Collected data:
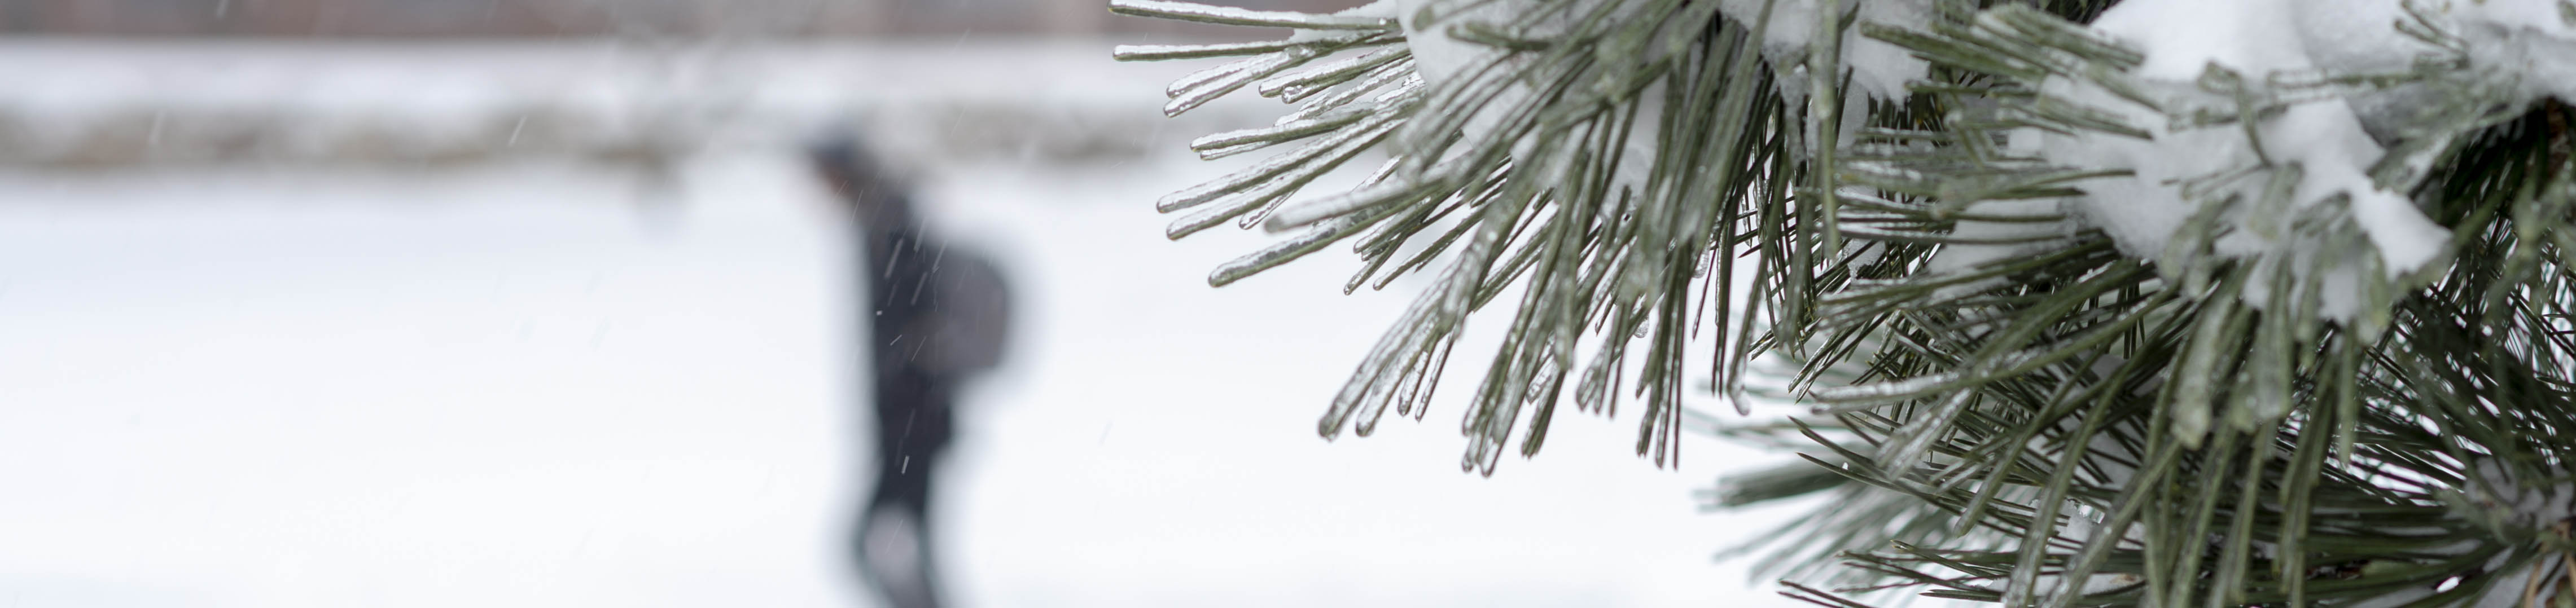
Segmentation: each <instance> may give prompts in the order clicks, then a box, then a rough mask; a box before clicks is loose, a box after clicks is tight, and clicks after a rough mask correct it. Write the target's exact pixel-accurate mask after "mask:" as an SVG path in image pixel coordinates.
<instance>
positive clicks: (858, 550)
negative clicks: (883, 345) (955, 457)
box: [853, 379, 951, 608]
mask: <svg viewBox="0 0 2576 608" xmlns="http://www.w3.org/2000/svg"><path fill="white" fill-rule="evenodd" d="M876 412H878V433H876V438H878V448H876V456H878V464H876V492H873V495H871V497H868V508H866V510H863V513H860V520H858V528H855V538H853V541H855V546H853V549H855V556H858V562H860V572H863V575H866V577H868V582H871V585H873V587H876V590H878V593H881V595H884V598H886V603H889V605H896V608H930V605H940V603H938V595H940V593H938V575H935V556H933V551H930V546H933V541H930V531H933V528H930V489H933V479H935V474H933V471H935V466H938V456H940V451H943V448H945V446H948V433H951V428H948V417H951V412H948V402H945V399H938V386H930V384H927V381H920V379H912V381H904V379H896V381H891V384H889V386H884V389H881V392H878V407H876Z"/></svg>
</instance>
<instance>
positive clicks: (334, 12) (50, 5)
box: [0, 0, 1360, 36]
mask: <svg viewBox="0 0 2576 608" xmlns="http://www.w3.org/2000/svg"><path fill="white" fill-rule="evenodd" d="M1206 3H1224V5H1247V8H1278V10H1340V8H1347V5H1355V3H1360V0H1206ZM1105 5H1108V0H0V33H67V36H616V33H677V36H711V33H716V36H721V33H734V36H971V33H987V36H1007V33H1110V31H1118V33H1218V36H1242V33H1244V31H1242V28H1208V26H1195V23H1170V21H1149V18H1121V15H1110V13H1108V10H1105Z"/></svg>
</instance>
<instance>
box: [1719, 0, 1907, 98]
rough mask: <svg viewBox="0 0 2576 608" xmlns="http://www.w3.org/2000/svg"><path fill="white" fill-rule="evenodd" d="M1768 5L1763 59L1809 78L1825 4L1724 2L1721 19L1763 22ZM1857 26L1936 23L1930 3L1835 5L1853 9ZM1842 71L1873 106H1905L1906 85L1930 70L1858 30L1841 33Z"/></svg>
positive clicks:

#### [Work to complete]
Reproduce every line of the material above without any changes, leaving out the image.

#### [Solution for this problem]
Segmentation: each <instance> may give prompts in the order clicks, then a box, then a rough mask; a box before clicks is loose, a box after clicks is tight, and clicks after a rough mask correct it. Write the target's exact pixel-accurate mask after "mask:" as an SVG path in image pixel coordinates.
<instance>
positive clicks: (858, 550)
negative clicks: (883, 345) (955, 457)
box: [853, 379, 951, 608]
mask: <svg viewBox="0 0 2576 608" xmlns="http://www.w3.org/2000/svg"><path fill="white" fill-rule="evenodd" d="M876 412H878V433H876V438H878V448H876V456H878V464H876V492H873V495H871V497H868V508H866V510H863V513H860V520H858V528H855V538H853V541H855V546H853V549H855V556H858V562H860V572H863V575H866V577H868V582H871V585H873V587H876V590H878V593H881V595H884V598H886V603H889V605H896V608H930V605H940V603H938V595H940V593H938V575H935V556H933V551H930V546H933V541H930V531H933V528H930V489H933V479H935V474H933V471H935V466H938V456H940V451H943V448H945V446H948V433H951V428H948V417H951V412H948V402H945V399H938V386H930V384H927V381H920V379H912V381H904V379H896V381H891V384H889V386H884V389H881V392H878V407H876Z"/></svg>
</instance>
<instance>
positive clicks: (334, 12) (50, 5)
box: [0, 0, 1360, 36]
mask: <svg viewBox="0 0 2576 608" xmlns="http://www.w3.org/2000/svg"><path fill="white" fill-rule="evenodd" d="M1206 3H1224V5H1247V8H1278V10H1340V8H1347V5H1355V3H1360V0H1206ZM1105 5H1108V0H0V33H67V36H616V33H677V36H711V33H716V36H721V33H734V36H971V33H987V36H1007V33H1110V31H1118V33H1218V36H1242V33H1244V31H1242V28H1208V26H1195V23H1170V21H1149V18H1121V15H1110V13H1108V10H1105Z"/></svg>
</instance>
<instance>
box: [1719, 0, 1907, 98]
rough mask: <svg viewBox="0 0 2576 608" xmlns="http://www.w3.org/2000/svg"><path fill="white" fill-rule="evenodd" d="M1768 5L1763 59L1809 78L1825 4L1724 2L1721 19L1763 22ZM1857 26L1936 23L1930 3L1835 5L1853 9ZM1842 71L1873 106H1905L1906 85L1930 70L1858 30L1841 33Z"/></svg>
positive clicks:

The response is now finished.